▶ _Prompt_
Copy out, word for word, the stretch from the start of the records through the line containing "211L23 249L42 257L44". Leave out the pictures.

▶ _Provided records_
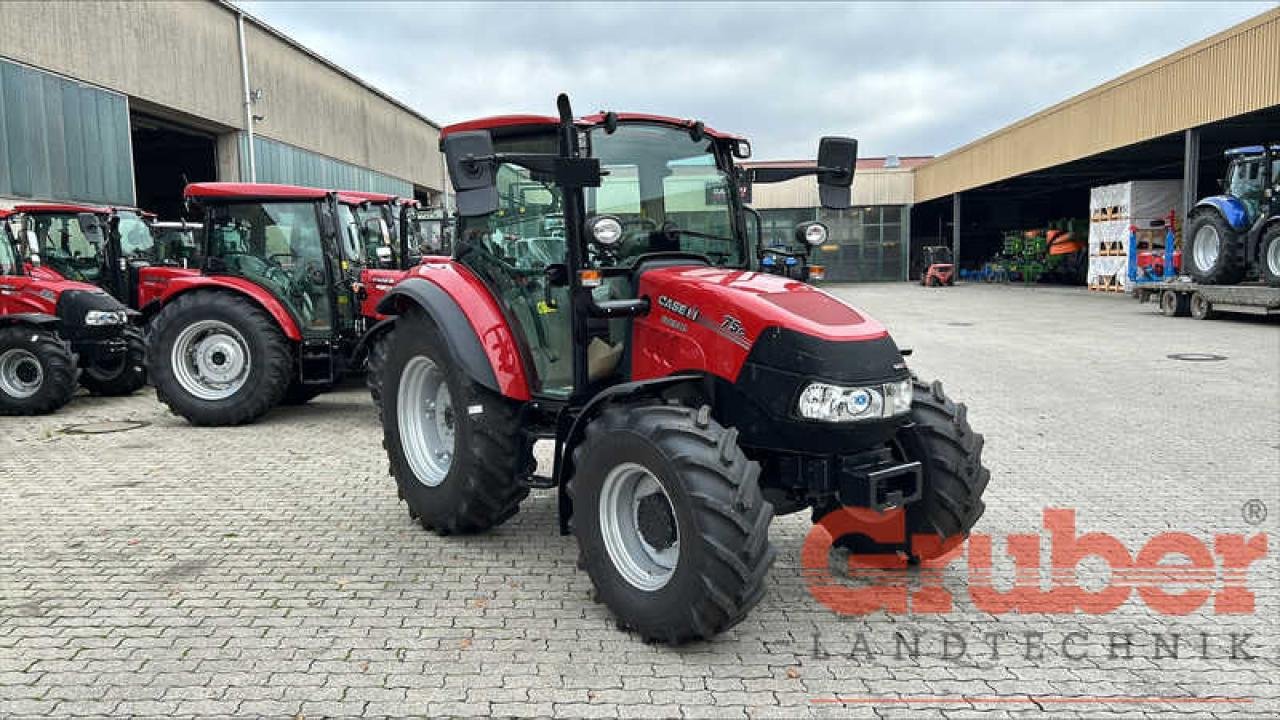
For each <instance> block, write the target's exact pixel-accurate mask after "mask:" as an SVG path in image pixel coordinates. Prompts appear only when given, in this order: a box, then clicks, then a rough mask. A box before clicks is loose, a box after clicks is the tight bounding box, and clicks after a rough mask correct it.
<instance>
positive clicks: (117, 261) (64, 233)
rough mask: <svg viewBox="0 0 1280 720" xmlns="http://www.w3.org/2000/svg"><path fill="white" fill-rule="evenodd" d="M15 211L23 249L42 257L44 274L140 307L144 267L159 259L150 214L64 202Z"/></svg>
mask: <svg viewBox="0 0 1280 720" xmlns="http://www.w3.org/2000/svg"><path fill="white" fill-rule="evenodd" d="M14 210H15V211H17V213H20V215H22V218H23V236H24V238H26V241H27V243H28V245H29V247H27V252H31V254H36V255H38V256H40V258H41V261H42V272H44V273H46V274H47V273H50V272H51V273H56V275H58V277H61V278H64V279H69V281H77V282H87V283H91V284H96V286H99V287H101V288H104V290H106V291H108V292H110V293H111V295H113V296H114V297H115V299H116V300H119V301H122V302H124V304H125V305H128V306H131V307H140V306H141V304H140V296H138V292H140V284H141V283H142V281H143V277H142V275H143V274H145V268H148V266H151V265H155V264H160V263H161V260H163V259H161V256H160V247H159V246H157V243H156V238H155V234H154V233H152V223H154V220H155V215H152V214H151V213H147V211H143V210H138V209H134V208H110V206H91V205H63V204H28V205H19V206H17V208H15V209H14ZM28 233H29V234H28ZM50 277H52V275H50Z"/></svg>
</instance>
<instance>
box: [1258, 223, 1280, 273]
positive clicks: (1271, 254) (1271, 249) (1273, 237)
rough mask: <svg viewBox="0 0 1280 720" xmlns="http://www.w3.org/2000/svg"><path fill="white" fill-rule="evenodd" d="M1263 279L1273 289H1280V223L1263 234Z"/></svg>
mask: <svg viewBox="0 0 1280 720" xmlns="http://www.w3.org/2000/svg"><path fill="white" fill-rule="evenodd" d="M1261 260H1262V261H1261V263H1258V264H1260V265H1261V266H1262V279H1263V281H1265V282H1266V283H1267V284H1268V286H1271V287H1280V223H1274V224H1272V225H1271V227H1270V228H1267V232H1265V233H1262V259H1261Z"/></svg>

▶ _Answer area_
For each <instance> block, write the target's exact pixel-accurate mask after "mask:" as an SVG path in image pixel coordinates. Prompts appear only when given, in this order: a box, then clicks, then a rough mask. A box before clicks is loose, a box after clicks is the tight bounding box, and clicks after a rough mask correct it.
<instance>
positive clicks: (117, 261) (64, 233)
rough mask: <svg viewBox="0 0 1280 720" xmlns="http://www.w3.org/2000/svg"><path fill="white" fill-rule="evenodd" d="M15 211L23 249L42 257L44 274L140 307L144 267L159 259L150 214L64 202Z"/></svg>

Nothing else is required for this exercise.